Start of Data to process
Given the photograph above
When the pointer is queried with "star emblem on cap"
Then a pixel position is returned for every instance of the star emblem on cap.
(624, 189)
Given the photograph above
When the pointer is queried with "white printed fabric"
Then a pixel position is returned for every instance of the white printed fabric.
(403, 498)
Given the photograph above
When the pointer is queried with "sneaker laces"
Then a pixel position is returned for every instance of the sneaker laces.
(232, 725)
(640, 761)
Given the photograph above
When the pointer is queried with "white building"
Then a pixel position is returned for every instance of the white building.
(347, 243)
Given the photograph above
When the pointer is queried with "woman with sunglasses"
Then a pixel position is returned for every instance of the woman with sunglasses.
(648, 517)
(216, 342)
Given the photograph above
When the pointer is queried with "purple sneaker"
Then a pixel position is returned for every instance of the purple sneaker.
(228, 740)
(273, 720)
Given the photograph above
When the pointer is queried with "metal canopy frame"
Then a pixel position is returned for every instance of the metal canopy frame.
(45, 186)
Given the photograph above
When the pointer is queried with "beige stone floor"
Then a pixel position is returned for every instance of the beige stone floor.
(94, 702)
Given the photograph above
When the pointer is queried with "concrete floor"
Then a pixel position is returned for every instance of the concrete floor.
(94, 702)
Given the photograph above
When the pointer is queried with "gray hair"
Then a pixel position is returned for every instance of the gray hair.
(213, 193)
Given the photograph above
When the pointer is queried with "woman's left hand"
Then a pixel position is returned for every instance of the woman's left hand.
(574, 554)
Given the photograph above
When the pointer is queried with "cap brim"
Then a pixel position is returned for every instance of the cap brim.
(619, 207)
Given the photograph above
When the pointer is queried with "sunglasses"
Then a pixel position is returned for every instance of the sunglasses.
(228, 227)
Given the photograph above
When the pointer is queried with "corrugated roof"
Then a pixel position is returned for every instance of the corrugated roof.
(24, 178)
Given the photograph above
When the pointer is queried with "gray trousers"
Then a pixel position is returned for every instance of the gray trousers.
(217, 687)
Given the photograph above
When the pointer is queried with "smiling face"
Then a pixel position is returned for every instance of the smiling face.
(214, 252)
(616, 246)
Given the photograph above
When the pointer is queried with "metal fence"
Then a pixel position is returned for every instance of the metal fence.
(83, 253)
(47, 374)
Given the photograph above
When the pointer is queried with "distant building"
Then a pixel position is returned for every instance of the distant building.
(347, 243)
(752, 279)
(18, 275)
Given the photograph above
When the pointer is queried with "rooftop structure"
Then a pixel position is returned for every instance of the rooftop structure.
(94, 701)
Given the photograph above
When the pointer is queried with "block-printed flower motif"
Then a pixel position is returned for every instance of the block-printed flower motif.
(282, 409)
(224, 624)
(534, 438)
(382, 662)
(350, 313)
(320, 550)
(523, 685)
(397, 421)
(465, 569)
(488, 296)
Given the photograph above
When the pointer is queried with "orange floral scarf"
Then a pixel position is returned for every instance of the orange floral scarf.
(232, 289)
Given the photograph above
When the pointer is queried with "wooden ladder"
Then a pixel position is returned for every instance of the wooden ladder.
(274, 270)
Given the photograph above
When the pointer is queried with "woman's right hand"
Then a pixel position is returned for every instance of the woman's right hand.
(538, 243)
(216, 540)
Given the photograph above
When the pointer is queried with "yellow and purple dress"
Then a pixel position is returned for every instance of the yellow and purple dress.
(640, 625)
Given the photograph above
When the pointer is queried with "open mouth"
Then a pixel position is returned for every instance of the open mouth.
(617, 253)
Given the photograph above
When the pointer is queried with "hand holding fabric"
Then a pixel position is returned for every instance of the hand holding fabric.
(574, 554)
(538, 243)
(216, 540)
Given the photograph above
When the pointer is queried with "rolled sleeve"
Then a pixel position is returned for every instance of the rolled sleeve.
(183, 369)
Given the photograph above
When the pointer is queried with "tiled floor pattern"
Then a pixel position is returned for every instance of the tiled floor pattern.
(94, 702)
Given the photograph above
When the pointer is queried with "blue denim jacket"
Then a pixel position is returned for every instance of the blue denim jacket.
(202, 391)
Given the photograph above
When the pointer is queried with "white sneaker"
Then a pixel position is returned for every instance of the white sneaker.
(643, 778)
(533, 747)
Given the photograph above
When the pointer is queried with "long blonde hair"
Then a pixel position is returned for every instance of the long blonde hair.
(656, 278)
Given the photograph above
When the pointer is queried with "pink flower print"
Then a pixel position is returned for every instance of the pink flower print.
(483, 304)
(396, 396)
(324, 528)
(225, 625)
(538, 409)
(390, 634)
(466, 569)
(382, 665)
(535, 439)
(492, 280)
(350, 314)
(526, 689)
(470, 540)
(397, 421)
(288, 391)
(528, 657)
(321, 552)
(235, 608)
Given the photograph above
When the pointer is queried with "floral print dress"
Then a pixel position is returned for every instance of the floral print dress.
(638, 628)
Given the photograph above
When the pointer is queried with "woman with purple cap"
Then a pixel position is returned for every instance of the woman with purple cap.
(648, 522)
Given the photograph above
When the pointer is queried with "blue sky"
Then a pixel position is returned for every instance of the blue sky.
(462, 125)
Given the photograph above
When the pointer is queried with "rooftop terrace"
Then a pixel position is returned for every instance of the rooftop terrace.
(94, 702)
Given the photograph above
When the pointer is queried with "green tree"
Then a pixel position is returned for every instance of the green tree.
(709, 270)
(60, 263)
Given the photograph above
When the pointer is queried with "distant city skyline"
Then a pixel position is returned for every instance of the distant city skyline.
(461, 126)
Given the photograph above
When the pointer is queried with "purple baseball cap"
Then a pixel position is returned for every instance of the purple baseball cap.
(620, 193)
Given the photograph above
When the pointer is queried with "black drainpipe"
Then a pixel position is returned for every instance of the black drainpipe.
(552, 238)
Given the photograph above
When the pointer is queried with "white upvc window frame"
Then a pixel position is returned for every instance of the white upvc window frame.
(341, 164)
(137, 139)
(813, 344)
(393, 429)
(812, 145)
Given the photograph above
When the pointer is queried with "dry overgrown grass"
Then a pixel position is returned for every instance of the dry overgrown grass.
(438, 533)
End of Data to process
Recopy the whole listing exactly.

:: Task solution ::
Given the photograph above
When the pointer is queried with "star emblem on cap"
Then a pixel position is returned for every instance of the star emblem on cap.
(624, 189)
Given the photograph above
When the pointer is queried with "white printed fabric"
Then a pixel position is returned for every instance of the white printed fabric.
(403, 498)
Given the photograph above
When the pointer is queried with "sneaker laces"
Then a pixel position is returned for every instance of the sneaker laces.
(232, 725)
(640, 761)
Given the photograph above
When the pointer is queried with "white building"
Then a pixel position is returned for every instance of the white building.
(347, 243)
Given the photograph above
When the pointer is queried with "woman with sunglasses"
Then a pixel position is returned for every instance of the woman with sunglasses.
(648, 517)
(216, 342)
Given the photograph above
When the pointer is queried with "purple sneaker"
Then a pixel position is returned for every instance of the purple sneaker.
(228, 740)
(273, 720)
Given the photograph above
When the pointer is queried with "metal canopy frame"
Then a pixel position is returned for every instance of the metal canopy frame.
(45, 186)
Given the photograph above
When the pointer is queried with "beige stone floor"
Then a pixel position is returned for every instance of the beige stone floor.
(94, 702)
Given the photograph above
When the pointer is queried with "concrete floor"
Then a pixel position is returned for every instance of the concrete floor.
(94, 702)
Given the photograph above
When the pointer is queried with "gray hair"
Then a pixel position is returned for every instance of the gray hair.
(213, 193)
Given the photograph above
When the pointer is queried with "woman's left hand"
Then a pixel position is returned for every instance of the woman's left hand.
(574, 554)
Given the photograph above
When the pointer is queried with "cap brim"
Then a pixel position is returned for every instance of the cap brim.
(619, 207)
Given the photograph above
When the pointer is queried with "sunglasses"
Then a pixel position is returned for every instance of the sunglasses.
(228, 227)
Given the photograph above
When the pointer is queried with "corrugated roof"
Then a pixel position is returned for every instance of the corrugated roof.
(24, 178)
Given the photograph above
When the pointer is queried with "gray trousers"
Then a pixel position is returned for every instance of the gray trousers.
(217, 687)
Given the photograph above
When the pointer is queried with "smiling face"
Then a pixel position is returned for every instance of the smiling face.
(214, 252)
(616, 246)
Given the photograph above
When the pointer is queried with "metal fence"
Then a pixel position is returned for every instance of the metal fence.
(83, 253)
(47, 374)
Given the photograph above
When the pointer is queried with "distant building"
Then a pixel position is returned for every instance of the distant building.
(347, 243)
(752, 279)
(18, 275)
Given the photograph above
When the pointer is queried with "rooftop structure"
Then a pixel position is returned for every instance of the rooftop structure.
(94, 701)
Given the photograph above
When the pointer is queried with "block-printed flower motif"
Then a pixel position is returned for every instance of the block-printed flower motif.
(282, 409)
(224, 624)
(534, 438)
(382, 662)
(350, 313)
(320, 550)
(523, 685)
(397, 421)
(465, 569)
(488, 296)
Given the photograph above
When the pointer is queried with "orange floral scarf"
Then a pixel position is returned for every instance of the orange floral scarf.
(232, 289)
Given the photograph above
When the pointer is queried with "wooden ladder"
Then a pixel position is returned for every instance of the wooden ladder.
(274, 270)
Given the photograph above
When the pointer is queried with "woman's right hand"
Then a pixel position is returned for every instance of the woman's right hand.
(538, 243)
(216, 540)
Given the photograph above
When the pointer is queried with "yellow and purple dress"
Then a pixel position is returned for every instance of the yellow and purple dress.
(640, 625)
Given the photograph above
When the pointer is queried with "open mouth"
Then a pixel position is returned for every instance of the open mouth.
(617, 253)
Given the photograph above
When the pointer is queried with "hand holding fabric"
Then a pixel position is returned for every instance of the hand holding fabric.
(574, 554)
(538, 243)
(216, 540)
Given the photograph above
When the pointer is queried with "rolled sleeve"
Then a pixel position is returned for every instance of the rolled sleeve.
(183, 369)
Given the photograph above
When the pointer is queried with "tiled floor pattern"
Then a pixel position is returned for every instance of the tiled floor pattern.
(94, 702)
Given the photograph above
When the pointer is queried with "blue denim jacket"
Then a pixel position is returned for every instance of the blue denim jacket.
(202, 391)
Given the photograph above
When the pointer is queried with "white sneaker"
Then a pixel position is returned for every instance of the white sneaker.
(643, 778)
(533, 747)
Given the photograph above
When the pointer is queried with "long blonde hair"
Then a pixel position is returned for every instance of the long blonde hair.
(656, 278)
Given the photograph above
When the pointer is queried with "pink flower print"
Then a pixel position is returned for every instance of the pink flower print.
(483, 304)
(396, 396)
(324, 528)
(225, 625)
(538, 409)
(390, 634)
(466, 569)
(382, 665)
(535, 439)
(492, 280)
(350, 314)
(526, 689)
(470, 540)
(397, 421)
(288, 391)
(528, 657)
(321, 552)
(235, 608)
Given the photograph above
When the pointer is queried with "floral print dress"
Then a pixel position is returned for every instance of the floral print dress.
(638, 628)
Given the photograph above
When the pointer is queried with "woman with purple cap"
Then a pixel position is returned for every instance of the woman with purple cap.
(648, 522)
Given the photograph above
When the pointer is queried with "blue sky"
Then a pixel position is returned for every instance of the blue sky.
(462, 125)
Given the photograph above
When the pointer is queried with "rooftop terrace"
Then a pixel position is returned for every instance of the rooftop terrace.
(94, 702)
Given the photograph above
When the pointer is queried with "green tree"
Then a pixel position is returned for every instance of the green tree.
(709, 270)
(60, 263)
Given the photograph above
When the pointer is queried with "distant city skyline"
Then a pixel position is returned for every instance of the distant city skyline.
(461, 126)
Given the photograph above
When the pointer is queried with "purple baseball cap"
Then a pixel position is returned for every instance of the purple baseball cap.
(620, 193)
Given the photograph above
When the pointer is queried with "black drainpipe"
Then a pixel position is returned for every instance of the black drainpipe.
(552, 238)
Given the photograph above
When the pointer is queried with "white upvc window frame"
Then a pixel position is returned for every instance of the white upvc window frame.
(341, 164)
(137, 139)
(813, 344)
(393, 429)
(812, 145)
Given the photograph above
When the pointer is queried with "dry overgrown grass"
Then a pixel position is returned for every instance of the dry overgrown grass.
(438, 533)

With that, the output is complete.